● **To be done**
Transcribe exactly the lines from the one containing "Return one point per instance of the tree foliage" through the end of the data, both included. Leave out pictures.

● **Record extracts**
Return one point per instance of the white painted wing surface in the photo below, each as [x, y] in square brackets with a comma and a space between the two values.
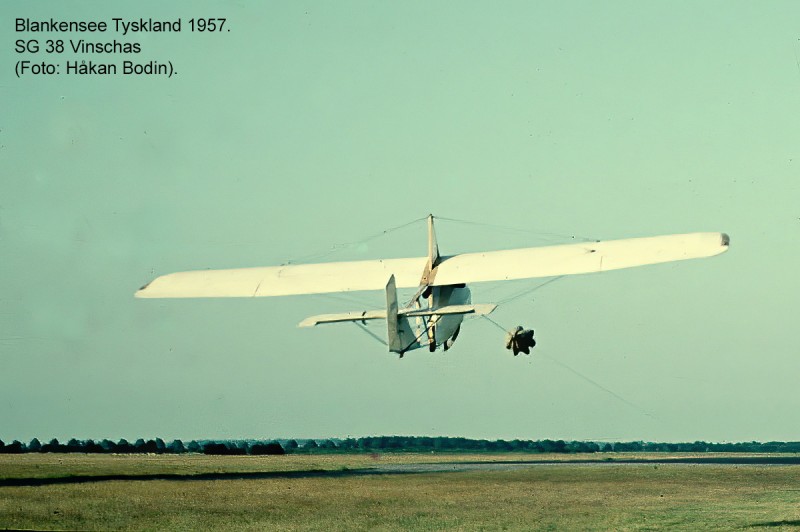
[293, 279]
[571, 259]
[466, 268]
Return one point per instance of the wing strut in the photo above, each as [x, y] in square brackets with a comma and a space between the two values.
[433, 256]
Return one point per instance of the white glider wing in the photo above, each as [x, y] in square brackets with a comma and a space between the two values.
[571, 259]
[549, 261]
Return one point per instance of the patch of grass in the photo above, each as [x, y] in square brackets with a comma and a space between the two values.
[600, 496]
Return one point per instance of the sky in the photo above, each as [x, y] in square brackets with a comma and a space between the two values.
[309, 127]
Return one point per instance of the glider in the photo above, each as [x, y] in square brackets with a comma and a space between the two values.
[433, 316]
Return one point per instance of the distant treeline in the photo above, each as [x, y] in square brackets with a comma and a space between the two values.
[417, 444]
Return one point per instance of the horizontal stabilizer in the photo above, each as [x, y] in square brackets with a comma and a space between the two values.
[344, 316]
[478, 310]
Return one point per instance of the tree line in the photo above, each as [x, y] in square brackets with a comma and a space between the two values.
[374, 444]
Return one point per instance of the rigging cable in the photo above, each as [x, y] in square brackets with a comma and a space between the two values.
[584, 377]
[339, 247]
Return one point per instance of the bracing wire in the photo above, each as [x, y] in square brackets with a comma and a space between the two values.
[366, 330]
[518, 229]
[344, 245]
[529, 290]
[582, 376]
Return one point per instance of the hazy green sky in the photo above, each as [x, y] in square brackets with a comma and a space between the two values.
[309, 125]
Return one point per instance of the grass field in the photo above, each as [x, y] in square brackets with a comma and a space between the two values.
[393, 492]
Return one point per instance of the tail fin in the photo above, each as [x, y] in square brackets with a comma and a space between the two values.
[392, 320]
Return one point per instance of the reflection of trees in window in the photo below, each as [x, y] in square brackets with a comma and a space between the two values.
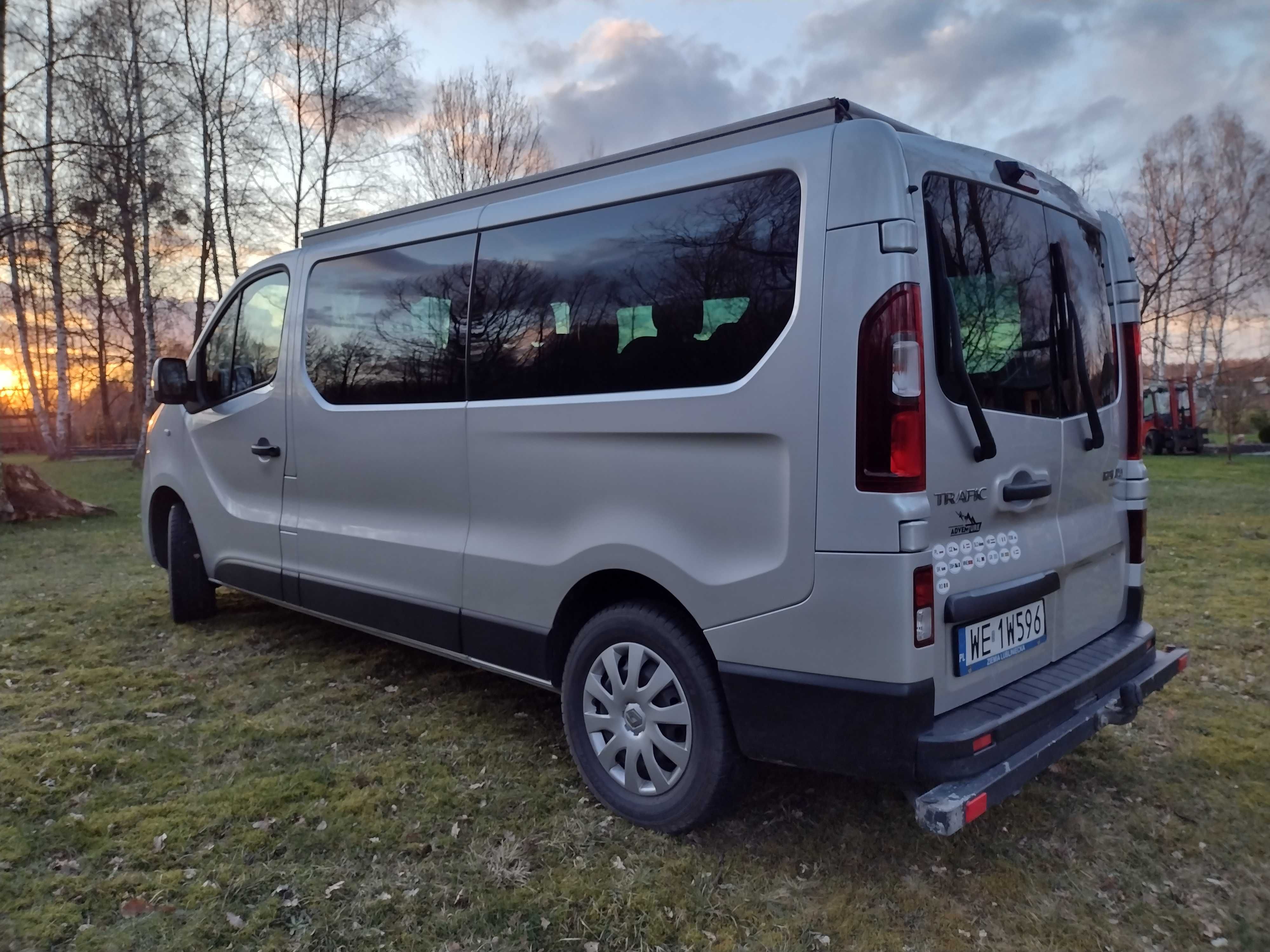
[387, 327]
[998, 258]
[685, 290]
[243, 348]
[998, 263]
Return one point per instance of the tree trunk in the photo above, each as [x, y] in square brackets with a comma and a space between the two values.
[102, 379]
[55, 252]
[31, 498]
[143, 178]
[11, 241]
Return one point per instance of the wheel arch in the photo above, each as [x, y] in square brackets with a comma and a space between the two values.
[595, 593]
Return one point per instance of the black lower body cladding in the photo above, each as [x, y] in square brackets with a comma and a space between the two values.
[840, 725]
[890, 732]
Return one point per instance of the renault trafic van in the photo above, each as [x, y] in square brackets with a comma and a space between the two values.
[812, 440]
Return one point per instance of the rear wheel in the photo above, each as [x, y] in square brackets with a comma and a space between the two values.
[192, 596]
[646, 719]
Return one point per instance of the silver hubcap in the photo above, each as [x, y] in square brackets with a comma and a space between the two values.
[638, 719]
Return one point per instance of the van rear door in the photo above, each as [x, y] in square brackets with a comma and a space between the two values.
[1093, 598]
[1023, 521]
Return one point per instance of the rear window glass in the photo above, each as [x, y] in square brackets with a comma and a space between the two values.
[999, 253]
[679, 291]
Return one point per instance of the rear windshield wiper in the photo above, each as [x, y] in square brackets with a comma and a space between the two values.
[942, 290]
[1064, 294]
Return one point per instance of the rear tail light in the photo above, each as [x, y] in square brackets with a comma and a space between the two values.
[1131, 346]
[924, 606]
[891, 404]
[976, 808]
[1137, 535]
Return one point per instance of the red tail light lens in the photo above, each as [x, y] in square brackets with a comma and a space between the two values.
[1131, 341]
[1137, 535]
[976, 808]
[891, 403]
[924, 606]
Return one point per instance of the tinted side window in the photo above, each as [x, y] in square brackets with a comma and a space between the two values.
[680, 291]
[242, 352]
[218, 359]
[387, 327]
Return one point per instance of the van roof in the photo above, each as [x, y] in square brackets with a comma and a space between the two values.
[821, 112]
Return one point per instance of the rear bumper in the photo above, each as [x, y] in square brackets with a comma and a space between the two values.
[949, 807]
[890, 732]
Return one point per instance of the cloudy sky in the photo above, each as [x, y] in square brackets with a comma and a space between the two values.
[1046, 82]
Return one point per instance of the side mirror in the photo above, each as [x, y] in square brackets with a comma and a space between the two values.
[171, 381]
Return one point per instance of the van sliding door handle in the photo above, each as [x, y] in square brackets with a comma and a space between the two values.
[264, 449]
[1024, 488]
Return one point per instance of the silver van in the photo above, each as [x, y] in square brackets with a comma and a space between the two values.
[812, 440]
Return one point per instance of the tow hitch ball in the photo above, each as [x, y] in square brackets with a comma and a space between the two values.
[1127, 708]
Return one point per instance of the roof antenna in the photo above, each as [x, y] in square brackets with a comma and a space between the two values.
[1014, 175]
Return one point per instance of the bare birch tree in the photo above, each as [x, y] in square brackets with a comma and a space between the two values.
[53, 242]
[12, 229]
[477, 133]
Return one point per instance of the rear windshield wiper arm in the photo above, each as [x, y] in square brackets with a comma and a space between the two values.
[1064, 294]
[943, 289]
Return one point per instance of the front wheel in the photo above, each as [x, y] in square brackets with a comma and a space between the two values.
[646, 719]
[192, 596]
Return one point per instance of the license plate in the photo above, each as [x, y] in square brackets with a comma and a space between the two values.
[1003, 637]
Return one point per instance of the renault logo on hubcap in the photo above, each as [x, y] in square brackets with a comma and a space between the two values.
[634, 719]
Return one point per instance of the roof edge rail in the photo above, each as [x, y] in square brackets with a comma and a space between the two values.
[854, 111]
[819, 112]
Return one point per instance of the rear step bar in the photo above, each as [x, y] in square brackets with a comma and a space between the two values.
[951, 807]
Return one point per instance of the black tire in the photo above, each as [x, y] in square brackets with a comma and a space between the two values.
[713, 771]
[192, 596]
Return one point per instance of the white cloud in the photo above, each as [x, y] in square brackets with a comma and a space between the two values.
[625, 84]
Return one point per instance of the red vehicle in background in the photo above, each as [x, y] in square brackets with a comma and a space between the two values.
[1169, 418]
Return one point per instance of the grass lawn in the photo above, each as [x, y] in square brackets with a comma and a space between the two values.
[265, 781]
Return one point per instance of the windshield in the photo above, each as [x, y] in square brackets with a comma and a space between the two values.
[1019, 355]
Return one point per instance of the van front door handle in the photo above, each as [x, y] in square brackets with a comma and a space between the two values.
[264, 449]
[1024, 488]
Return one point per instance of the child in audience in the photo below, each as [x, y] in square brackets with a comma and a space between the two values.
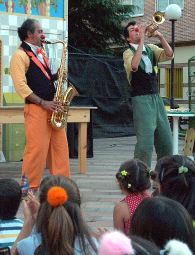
[134, 181]
[176, 178]
[10, 226]
[160, 219]
[60, 228]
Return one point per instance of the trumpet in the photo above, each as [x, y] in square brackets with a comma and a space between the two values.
[158, 18]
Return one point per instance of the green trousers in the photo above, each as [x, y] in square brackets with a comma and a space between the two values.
[151, 127]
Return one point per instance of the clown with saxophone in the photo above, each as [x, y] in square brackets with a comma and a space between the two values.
[34, 81]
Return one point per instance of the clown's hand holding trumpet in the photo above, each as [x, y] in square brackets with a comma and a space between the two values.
[149, 116]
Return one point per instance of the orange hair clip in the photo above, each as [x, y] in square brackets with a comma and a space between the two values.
[57, 196]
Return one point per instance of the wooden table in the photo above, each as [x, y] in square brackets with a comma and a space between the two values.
[77, 114]
[176, 116]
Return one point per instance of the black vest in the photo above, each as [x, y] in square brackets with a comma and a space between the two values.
[144, 83]
[36, 79]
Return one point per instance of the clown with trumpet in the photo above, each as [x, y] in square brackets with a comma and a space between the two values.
[140, 61]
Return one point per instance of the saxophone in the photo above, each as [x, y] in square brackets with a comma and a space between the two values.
[63, 97]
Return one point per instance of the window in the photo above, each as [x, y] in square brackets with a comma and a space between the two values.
[162, 4]
[138, 4]
[178, 82]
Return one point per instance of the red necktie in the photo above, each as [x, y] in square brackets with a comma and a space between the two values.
[45, 58]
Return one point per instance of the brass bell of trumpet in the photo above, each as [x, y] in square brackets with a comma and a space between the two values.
[158, 18]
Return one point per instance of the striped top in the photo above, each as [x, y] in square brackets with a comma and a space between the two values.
[9, 230]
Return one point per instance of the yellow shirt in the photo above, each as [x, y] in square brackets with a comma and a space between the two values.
[128, 55]
[18, 67]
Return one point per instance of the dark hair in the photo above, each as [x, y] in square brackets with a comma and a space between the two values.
[160, 219]
[126, 32]
[10, 197]
[143, 246]
[137, 178]
[27, 26]
[64, 222]
[176, 185]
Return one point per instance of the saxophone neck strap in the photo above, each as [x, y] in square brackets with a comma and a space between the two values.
[38, 63]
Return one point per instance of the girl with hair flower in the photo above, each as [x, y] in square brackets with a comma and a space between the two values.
[59, 225]
[134, 181]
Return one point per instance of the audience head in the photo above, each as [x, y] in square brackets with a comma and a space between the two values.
[10, 197]
[160, 219]
[176, 176]
[133, 176]
[59, 217]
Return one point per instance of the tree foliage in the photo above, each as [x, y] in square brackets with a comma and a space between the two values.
[95, 25]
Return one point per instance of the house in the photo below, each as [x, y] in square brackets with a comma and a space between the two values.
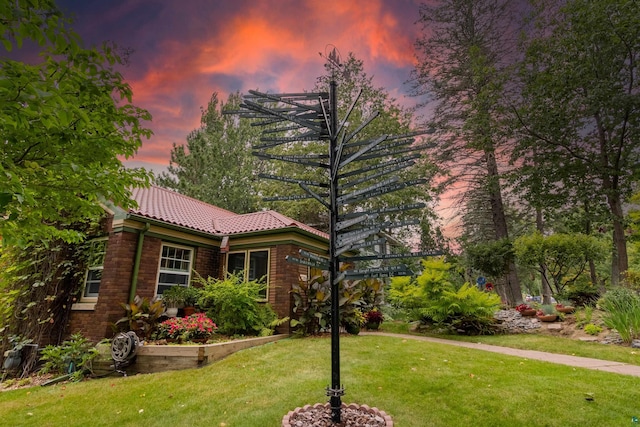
[168, 237]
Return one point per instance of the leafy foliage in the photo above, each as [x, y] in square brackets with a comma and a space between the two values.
[579, 107]
[491, 257]
[312, 303]
[234, 303]
[434, 296]
[67, 121]
[216, 165]
[196, 326]
[562, 257]
[622, 312]
[142, 316]
[74, 356]
[38, 285]
[467, 309]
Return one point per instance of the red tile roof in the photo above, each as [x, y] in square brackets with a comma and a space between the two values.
[174, 208]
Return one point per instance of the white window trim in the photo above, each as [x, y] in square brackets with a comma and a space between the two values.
[160, 271]
[93, 298]
[246, 266]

● **Expected answer**
Return one point per instance of the tree foliage in the photo above, each as [x, y] in square brackets with a comma and a space between the two values.
[95, 25]
Return one point per instance of the house in the photo below, each as [x, y] in square brackets with a comma and a space between the two values.
[168, 237]
Return one point per instance of the leafy foliage in the photo above, each as [x, y] in square brackets with a comma and a space between the two values.
[579, 107]
[491, 257]
[312, 303]
[234, 303]
[434, 296]
[67, 121]
[216, 165]
[196, 326]
[562, 257]
[622, 312]
[142, 316]
[74, 356]
[38, 285]
[467, 309]
Return one point per instance of the red tile roof in the photo above, each as [x, y] in square brackets with a comma and a space between the two values.
[174, 208]
Return one point per instance of the white window trim in the photo above, each as [x, y] in square brackets with a comma and a space between the two values.
[160, 271]
[93, 298]
[246, 266]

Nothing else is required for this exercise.